PROVIDED DATA>
•••••

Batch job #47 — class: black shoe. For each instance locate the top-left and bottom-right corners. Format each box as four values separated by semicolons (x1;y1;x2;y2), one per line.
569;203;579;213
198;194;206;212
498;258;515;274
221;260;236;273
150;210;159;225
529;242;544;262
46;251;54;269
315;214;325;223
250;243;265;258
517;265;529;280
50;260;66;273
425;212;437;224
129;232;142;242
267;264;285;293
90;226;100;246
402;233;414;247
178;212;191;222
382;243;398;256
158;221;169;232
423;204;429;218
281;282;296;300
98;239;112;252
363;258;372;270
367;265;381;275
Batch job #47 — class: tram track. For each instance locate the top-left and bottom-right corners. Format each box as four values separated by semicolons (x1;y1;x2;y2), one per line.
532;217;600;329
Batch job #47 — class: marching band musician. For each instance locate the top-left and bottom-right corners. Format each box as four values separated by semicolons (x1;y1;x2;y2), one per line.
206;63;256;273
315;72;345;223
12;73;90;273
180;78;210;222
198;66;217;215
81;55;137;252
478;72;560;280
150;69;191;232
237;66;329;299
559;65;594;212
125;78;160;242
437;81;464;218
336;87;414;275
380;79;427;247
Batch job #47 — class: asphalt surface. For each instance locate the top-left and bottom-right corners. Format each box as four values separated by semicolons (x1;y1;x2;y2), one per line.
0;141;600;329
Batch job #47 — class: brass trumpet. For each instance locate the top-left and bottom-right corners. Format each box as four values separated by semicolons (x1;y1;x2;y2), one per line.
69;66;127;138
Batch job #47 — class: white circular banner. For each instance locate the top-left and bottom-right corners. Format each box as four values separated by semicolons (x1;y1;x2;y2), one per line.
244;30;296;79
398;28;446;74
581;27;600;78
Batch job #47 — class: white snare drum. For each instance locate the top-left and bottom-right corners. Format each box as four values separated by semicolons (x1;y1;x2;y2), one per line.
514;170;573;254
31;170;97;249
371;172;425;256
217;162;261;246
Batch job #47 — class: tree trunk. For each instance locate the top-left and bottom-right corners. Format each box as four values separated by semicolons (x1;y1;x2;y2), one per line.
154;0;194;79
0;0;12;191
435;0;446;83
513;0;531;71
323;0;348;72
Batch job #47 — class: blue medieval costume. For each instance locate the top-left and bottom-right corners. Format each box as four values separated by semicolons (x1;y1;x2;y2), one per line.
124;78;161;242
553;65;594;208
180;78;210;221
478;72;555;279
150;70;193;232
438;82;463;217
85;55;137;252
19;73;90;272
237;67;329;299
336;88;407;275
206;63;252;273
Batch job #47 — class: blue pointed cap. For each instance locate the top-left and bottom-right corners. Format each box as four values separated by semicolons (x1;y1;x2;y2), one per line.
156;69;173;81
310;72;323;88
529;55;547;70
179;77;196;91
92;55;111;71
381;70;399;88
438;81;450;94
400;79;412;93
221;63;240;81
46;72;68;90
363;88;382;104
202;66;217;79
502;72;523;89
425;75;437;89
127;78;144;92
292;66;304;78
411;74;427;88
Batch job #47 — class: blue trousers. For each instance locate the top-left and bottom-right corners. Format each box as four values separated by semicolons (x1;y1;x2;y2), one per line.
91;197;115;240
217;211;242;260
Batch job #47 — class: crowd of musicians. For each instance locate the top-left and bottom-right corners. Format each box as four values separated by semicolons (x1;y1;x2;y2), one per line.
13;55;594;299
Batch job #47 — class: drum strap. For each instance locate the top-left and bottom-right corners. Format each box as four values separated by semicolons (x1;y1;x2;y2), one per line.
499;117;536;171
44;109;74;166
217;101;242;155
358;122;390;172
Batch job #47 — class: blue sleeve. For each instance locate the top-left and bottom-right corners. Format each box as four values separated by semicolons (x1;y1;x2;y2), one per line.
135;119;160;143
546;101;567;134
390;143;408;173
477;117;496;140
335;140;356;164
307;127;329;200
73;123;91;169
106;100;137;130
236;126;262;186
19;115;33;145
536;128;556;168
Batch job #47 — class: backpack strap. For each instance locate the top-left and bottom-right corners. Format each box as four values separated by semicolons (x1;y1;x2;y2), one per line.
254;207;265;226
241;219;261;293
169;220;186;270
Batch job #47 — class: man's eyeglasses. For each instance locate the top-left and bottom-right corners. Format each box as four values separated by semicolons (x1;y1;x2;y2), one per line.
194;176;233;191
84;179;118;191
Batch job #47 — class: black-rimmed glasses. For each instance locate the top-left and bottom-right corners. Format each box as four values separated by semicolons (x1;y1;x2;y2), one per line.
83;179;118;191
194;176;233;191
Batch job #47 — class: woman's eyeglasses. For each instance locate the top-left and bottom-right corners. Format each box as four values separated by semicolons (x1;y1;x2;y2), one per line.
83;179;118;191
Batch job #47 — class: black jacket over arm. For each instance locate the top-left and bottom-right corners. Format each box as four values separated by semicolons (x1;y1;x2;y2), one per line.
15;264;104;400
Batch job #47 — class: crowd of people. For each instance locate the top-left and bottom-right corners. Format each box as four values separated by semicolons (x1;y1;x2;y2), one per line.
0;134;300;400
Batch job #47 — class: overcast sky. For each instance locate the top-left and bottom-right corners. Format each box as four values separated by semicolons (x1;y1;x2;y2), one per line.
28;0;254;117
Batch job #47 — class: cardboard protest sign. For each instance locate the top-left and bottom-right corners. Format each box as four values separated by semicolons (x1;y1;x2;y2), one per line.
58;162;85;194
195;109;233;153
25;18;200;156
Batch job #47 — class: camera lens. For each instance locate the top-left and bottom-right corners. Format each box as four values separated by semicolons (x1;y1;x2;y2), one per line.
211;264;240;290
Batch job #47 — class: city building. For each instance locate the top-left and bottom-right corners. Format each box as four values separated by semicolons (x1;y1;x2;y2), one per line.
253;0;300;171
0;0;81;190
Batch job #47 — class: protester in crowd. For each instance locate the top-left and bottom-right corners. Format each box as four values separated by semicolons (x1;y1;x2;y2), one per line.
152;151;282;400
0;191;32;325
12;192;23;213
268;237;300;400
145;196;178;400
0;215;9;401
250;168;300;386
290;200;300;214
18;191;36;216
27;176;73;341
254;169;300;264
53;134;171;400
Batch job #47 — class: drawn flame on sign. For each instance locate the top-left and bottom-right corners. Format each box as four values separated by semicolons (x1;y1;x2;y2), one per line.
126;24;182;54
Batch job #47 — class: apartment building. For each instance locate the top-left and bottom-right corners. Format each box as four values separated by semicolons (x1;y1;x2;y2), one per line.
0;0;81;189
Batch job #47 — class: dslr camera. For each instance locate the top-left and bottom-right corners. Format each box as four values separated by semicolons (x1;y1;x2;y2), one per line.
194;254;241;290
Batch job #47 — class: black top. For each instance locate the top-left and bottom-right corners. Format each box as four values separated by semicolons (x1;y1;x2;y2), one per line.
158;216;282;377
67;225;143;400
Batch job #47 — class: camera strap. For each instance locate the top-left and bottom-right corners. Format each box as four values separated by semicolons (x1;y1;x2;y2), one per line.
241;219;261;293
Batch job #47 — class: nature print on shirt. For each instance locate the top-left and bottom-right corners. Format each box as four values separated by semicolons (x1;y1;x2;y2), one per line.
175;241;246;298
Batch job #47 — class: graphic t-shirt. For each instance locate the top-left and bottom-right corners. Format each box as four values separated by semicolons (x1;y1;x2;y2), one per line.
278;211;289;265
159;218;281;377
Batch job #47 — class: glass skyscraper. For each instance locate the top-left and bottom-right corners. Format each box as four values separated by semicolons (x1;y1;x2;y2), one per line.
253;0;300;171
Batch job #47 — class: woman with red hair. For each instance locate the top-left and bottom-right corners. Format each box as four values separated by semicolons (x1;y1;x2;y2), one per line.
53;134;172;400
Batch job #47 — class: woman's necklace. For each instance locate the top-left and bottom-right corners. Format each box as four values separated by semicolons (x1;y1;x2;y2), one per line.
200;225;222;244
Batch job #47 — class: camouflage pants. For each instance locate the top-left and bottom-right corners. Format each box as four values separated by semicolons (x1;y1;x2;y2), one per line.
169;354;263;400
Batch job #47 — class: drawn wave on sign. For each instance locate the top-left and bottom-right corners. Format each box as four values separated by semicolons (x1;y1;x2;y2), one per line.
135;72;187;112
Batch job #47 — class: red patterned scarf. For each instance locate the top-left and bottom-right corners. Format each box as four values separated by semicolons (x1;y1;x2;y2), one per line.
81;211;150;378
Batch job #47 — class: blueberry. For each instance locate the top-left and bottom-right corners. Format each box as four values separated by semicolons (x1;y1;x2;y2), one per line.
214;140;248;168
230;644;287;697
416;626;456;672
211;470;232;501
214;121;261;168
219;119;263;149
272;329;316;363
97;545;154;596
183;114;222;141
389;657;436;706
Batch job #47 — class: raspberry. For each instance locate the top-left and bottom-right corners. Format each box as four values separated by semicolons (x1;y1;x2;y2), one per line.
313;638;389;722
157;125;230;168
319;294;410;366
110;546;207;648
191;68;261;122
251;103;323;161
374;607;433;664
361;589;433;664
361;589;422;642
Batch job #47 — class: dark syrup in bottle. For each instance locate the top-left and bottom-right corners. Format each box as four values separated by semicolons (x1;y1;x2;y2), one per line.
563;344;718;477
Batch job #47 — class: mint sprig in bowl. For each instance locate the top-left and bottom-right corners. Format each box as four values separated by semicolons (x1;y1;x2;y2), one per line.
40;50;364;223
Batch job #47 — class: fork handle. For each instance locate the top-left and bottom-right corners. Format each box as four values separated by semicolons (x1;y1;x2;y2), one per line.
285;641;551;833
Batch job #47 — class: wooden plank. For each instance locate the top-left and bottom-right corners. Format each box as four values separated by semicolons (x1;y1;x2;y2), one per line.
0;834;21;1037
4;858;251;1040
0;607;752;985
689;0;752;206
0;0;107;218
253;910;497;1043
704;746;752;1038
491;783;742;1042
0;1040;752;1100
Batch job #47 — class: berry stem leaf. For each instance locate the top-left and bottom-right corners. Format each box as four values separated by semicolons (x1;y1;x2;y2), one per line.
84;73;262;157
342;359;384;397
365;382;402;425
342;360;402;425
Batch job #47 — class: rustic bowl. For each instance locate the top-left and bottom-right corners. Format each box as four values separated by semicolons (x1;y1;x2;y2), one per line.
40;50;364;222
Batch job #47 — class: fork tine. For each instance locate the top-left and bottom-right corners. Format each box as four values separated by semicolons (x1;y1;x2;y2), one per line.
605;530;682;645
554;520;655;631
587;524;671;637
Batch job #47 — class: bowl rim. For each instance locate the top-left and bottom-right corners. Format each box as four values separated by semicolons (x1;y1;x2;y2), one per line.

•••••

REQUEST> Copy the records word for word from their first line through the line that contains "532;217;600;329", and include that line.

ANSWER>
Batch job #47 — class: black shoe. For each instance locate the top-left and bottom-right corners. Format each box as four values separated by semicolons (x1;y1;x2;y2), one per line.
569;203;579;213
198;194;206;212
498;258;515;274
221;260;236;273
150;210;159;225
529;242;544;262
46;251;54;269
315;214;325;223
250;243;265;258
517;265;529;280
50;260;66;273
425;212;437;224
129;232;142;242
267;264;285;293
90;226;100;246
402;233;414;247
178;212;191;222
382;243;398;256
158;221;169;232
423;204;429;218
281;282;296;300
98;239;112;252
363;258;372;270
367;265;381;275
Batch job #47 — class: tram track. For each instance locate the top-left and bottom-right corners. Format each box as four values separated by semicolons (x1;y1;x2;y2), one per line.
532;217;600;329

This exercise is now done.